CHALLENGE A – In the ML platform guide, what does the "Reuse Over Rebuild" principle say platform efforts should focus on?
CHALLENGE B – Write the next part of the ML platform guide, picking up after its last line.

EXCERPT –
****************
# ML Platforms: How to 


##
### The MLOps Lead's Guide to Designing & Operationalizing Machine Learning Platforms

**Preamble: From Bespoke Solutions to Scalable Ecosystems**

The era of siloed, manually-managed machine learning projects is rapidly giving way to the necessity of robust, scalable, and maintainable **Machine Learning Platforms**. As organizations like Zillow, Shopify, Uber, LinkedIn, Monzo, Coveo, Zomato, GreenSteam, and innovative ventures like Didact AI demonstrate, the ability to efficiently develop, deploy, and operate ML models is a significant competitive differentiator. This guide synthesizes their journeys, combined with MLOps best practices (as outlined by Google Cloud and AWS), to provide a thinking framework for Lead MLOps Engineers tasked with building or evolving such platforms. Our focus is on actionable insights, architectural patterns, critical trade-offs, and the "why" behind the "what."

---

**Chapter 1: The Imperative for an ML Platform - Motivations & Core Principles**

1.  **The "Why": Addressing Pervasive Challenges**
    *   **Fragmentation & Inefficiency:** DS/MLEs using disparate tools, leading to knowledge silos, difficult collaboration, and duplicated effort.
    *   **The Prototype-to-Production Chasm:** Significant friction and engineering effort to move models from research/notebooks to reliable production services. This includes code rewriting, dependency management, and infrastructure concerns.
    *   **Scalability Bottlenecks:** Training on desktop-sized data, inability to handle production load, manual scaling processes.
    *   **Lack of Standardization & Reproducibility:** Inconsistent data pipelines, "it works on my machine" issues, difficulty tracking experiments and model versions.
    *   **Operational Blindness:** Poor monitoring of models in production, leading to silent failures or performance degradation (Google MLOps).
    *   **Slow Iteration Cycles:** Manual handoffs and lack of automation significantly slow down the ability to update models or deploy new ones (All).
    *   **"Hidden Technical Debt in ML Systems":** The complexity surrounding ML code (data dependencies, configuration, monitoring, etc.) often outweighs the ML code itself.

2.  **Core Principles for ML Platform Design**
    *   **Data is King:** Accessible, clean, standardized data provides the biggest marginal gain. Platform must facilitate robust data management and feature engineering.
    *   **Empower Data Scientists & MLEs (Autonomy):** Enable end-to-end workflows, from experimentation to deployment, minimizing handoffs.
    *   **Flexibility:** Accommodate diverse ML frameworks, libraries, and problem types. Avoid overly prescriptive tooling where possible.
    *   **Reuse Over Rebuild:** Leverage existing robust infrastructure (data stacks, microservice platforms, CI/CD) and focus platform efforts on the ML-specific "delta."
****************
PROVIDED DATA –
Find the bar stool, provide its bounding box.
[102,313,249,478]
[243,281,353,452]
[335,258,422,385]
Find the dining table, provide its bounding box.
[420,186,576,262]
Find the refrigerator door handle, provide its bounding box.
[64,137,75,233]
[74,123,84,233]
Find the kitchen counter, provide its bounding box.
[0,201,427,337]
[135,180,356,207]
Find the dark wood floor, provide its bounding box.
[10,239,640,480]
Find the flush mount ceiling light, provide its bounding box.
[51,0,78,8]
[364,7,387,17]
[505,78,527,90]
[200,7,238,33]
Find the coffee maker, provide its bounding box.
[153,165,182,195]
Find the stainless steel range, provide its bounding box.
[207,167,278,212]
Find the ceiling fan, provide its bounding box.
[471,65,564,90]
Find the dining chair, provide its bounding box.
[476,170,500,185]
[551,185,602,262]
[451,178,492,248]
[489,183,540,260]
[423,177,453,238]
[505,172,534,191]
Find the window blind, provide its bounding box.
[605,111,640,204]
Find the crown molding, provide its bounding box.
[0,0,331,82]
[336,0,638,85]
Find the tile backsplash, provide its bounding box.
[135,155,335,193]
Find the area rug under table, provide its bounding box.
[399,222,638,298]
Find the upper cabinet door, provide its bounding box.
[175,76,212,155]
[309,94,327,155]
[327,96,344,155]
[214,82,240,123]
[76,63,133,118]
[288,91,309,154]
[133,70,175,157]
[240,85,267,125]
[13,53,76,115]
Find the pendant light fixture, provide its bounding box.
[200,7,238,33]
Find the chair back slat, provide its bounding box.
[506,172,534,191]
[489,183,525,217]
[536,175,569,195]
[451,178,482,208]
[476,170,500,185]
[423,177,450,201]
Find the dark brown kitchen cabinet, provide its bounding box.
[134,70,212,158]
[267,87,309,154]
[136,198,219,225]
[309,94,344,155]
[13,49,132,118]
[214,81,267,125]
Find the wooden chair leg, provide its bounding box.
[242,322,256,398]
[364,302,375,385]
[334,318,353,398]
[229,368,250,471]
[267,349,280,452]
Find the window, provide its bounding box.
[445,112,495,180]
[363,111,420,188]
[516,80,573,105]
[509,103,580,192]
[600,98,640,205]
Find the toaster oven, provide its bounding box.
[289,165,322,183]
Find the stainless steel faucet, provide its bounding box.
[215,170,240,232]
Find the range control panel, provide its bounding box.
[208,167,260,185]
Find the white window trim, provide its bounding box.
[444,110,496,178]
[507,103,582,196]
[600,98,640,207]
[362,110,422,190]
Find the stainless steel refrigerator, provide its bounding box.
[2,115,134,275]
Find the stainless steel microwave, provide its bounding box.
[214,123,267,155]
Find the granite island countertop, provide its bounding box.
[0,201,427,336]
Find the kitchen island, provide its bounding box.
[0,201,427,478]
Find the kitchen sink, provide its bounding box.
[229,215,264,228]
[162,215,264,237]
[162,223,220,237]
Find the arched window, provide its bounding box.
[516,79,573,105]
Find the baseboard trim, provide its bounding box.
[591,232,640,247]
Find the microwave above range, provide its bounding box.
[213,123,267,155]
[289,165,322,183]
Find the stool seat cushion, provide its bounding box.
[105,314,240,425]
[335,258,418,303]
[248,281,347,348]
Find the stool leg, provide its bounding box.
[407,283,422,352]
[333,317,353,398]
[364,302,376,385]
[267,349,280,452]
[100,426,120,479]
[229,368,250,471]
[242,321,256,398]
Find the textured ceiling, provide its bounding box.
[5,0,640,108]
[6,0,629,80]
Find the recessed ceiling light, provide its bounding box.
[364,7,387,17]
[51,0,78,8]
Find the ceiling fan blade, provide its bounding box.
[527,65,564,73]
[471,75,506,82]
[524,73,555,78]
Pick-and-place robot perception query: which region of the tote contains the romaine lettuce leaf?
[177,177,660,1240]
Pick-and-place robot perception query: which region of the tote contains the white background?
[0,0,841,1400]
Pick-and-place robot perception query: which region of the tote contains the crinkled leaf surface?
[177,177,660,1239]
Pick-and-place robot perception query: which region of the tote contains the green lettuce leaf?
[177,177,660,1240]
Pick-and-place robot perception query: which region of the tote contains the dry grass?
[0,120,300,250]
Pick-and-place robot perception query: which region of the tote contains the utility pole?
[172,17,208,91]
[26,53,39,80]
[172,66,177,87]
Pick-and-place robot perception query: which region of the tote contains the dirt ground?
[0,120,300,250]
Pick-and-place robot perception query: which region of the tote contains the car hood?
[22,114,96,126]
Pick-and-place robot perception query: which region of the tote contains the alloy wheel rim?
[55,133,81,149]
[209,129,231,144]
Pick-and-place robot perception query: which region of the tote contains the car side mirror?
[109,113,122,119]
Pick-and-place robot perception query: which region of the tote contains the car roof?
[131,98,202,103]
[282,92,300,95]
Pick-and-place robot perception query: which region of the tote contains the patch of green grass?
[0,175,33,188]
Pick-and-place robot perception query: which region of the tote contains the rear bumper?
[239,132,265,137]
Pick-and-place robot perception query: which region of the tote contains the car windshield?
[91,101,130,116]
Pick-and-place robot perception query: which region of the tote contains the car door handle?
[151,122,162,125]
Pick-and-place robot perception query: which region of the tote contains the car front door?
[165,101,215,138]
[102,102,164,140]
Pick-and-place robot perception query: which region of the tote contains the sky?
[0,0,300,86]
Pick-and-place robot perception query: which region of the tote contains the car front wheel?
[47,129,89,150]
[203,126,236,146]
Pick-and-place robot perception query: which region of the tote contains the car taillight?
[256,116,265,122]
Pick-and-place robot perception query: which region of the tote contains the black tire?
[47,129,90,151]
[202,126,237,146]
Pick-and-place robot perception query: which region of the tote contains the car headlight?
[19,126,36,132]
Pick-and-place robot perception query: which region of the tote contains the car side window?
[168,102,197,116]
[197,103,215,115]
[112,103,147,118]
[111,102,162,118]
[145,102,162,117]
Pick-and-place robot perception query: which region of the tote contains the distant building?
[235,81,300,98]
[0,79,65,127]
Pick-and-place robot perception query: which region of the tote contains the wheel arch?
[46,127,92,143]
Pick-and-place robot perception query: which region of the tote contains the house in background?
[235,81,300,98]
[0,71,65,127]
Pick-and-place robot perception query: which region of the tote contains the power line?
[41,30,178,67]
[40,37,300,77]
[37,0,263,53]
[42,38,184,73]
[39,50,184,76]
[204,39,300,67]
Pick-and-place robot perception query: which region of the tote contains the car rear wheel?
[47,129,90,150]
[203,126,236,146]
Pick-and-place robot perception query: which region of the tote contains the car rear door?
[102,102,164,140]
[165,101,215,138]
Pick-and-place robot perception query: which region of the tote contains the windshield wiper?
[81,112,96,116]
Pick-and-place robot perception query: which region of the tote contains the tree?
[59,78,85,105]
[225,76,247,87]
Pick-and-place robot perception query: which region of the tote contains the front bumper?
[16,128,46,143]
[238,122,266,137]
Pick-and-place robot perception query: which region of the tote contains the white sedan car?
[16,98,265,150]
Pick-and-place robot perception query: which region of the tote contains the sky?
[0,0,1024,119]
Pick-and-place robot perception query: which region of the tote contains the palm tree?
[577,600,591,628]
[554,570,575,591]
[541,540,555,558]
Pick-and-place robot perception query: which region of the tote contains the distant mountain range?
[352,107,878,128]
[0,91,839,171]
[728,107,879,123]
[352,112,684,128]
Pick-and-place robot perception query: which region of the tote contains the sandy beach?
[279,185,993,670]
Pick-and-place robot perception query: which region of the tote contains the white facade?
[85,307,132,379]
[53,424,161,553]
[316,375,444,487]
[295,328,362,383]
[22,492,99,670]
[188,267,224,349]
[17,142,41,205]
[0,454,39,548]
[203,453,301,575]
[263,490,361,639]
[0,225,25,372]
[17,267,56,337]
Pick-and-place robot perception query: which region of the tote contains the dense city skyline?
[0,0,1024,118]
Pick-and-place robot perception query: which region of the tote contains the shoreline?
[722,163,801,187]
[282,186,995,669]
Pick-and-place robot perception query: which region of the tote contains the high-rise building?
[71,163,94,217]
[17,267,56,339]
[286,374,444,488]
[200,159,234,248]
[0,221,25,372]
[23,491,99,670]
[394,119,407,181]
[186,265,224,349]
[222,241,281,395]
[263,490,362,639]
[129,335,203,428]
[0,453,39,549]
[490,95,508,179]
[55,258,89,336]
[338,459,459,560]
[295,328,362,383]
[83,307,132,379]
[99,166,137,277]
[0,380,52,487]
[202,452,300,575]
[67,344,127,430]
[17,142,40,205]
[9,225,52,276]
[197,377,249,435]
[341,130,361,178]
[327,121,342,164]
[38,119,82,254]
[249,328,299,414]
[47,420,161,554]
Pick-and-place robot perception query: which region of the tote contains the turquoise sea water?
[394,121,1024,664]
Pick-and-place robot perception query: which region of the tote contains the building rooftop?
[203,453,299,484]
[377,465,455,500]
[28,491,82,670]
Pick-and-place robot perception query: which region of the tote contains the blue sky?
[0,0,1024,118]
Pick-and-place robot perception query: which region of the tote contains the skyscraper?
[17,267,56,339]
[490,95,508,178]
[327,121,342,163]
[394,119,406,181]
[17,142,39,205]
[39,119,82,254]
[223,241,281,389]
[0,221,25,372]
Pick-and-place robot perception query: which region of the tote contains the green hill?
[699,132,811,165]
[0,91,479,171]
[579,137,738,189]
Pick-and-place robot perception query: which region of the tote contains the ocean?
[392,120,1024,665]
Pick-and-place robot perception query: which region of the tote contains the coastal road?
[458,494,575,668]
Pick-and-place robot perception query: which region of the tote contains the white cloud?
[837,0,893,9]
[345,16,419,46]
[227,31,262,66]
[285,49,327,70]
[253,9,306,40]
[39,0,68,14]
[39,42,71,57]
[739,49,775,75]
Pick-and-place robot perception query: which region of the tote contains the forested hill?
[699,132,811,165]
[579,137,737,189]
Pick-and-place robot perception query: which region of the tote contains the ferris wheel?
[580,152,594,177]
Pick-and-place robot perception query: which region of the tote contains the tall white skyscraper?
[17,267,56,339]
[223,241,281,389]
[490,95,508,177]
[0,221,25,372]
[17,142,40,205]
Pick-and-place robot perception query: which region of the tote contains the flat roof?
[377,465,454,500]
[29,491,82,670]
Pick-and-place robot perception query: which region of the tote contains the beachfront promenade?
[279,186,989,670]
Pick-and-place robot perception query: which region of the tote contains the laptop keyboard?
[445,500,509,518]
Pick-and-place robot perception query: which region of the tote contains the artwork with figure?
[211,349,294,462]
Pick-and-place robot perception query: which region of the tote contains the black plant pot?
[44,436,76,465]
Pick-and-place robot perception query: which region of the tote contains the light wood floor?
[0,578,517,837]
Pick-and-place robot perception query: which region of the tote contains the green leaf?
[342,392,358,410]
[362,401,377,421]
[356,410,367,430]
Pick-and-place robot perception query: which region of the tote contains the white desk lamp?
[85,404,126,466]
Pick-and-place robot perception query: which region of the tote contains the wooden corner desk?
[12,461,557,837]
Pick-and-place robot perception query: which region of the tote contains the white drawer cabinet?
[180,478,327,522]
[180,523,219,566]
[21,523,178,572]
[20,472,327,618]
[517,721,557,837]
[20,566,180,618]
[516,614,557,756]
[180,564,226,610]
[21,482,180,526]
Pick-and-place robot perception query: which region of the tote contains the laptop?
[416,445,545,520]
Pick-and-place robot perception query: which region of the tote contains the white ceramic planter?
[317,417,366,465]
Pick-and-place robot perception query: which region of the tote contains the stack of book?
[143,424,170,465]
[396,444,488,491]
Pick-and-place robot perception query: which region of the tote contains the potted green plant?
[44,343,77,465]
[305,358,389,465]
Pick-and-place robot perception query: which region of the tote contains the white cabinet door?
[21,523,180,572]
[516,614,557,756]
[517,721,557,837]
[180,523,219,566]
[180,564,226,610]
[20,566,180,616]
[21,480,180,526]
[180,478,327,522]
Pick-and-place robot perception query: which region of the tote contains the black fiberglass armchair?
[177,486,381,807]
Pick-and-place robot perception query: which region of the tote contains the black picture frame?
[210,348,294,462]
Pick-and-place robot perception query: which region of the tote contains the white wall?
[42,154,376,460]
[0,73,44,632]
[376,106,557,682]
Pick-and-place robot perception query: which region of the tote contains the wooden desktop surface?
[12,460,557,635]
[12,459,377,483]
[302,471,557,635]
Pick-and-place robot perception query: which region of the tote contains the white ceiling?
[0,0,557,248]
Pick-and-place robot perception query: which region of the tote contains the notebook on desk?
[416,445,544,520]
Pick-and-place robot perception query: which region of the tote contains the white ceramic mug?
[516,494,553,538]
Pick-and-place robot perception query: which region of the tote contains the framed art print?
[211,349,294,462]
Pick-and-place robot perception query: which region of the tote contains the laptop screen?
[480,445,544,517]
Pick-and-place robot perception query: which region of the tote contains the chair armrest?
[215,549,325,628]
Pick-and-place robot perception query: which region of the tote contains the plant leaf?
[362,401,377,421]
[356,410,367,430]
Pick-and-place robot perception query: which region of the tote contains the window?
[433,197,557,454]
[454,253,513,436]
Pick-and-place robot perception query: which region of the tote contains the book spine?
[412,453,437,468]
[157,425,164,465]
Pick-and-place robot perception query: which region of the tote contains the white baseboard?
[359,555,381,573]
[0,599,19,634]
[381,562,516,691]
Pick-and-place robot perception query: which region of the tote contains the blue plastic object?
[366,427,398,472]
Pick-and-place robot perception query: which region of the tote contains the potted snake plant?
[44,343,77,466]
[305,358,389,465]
****************
WRITTEN RESPONSE A – The ML-specific "delta."

WRITTEN RESPONSE B –
    *   **PaaS/FaaS is Better than IaaS:** Abstract away infrastructure management. Utilize managed services for compute, storage, and scaling to free up ML teams.
    *   **ELT is Better than ETL:** Clear separation of raw data ingestion and transformation promotes reliability and reproducibility.
    *   **Standardization & Reproducibility:** Enforce consistent environments, versioning (code, data, models), and workflows.
    *   **Scalability & Elasticity:** Design for on-demand resource provisioning and automatic scaling (Shopify Ray on K8s, AWS MLOps, Zillow Knative/KServe).
    *   **Modularity & Composability:** Break down the ML lifecycle into reusable components/pipelines
    *   **Keep it Simple:** Don't over-engineer. Focus on current needs but allow for future evolution.

---

**Chapter 2: Anatomy of a Modern ML Platform - Key Components & Capabilities**

This chapter outlines the essential building blocks, drawing parallels across the provided examples.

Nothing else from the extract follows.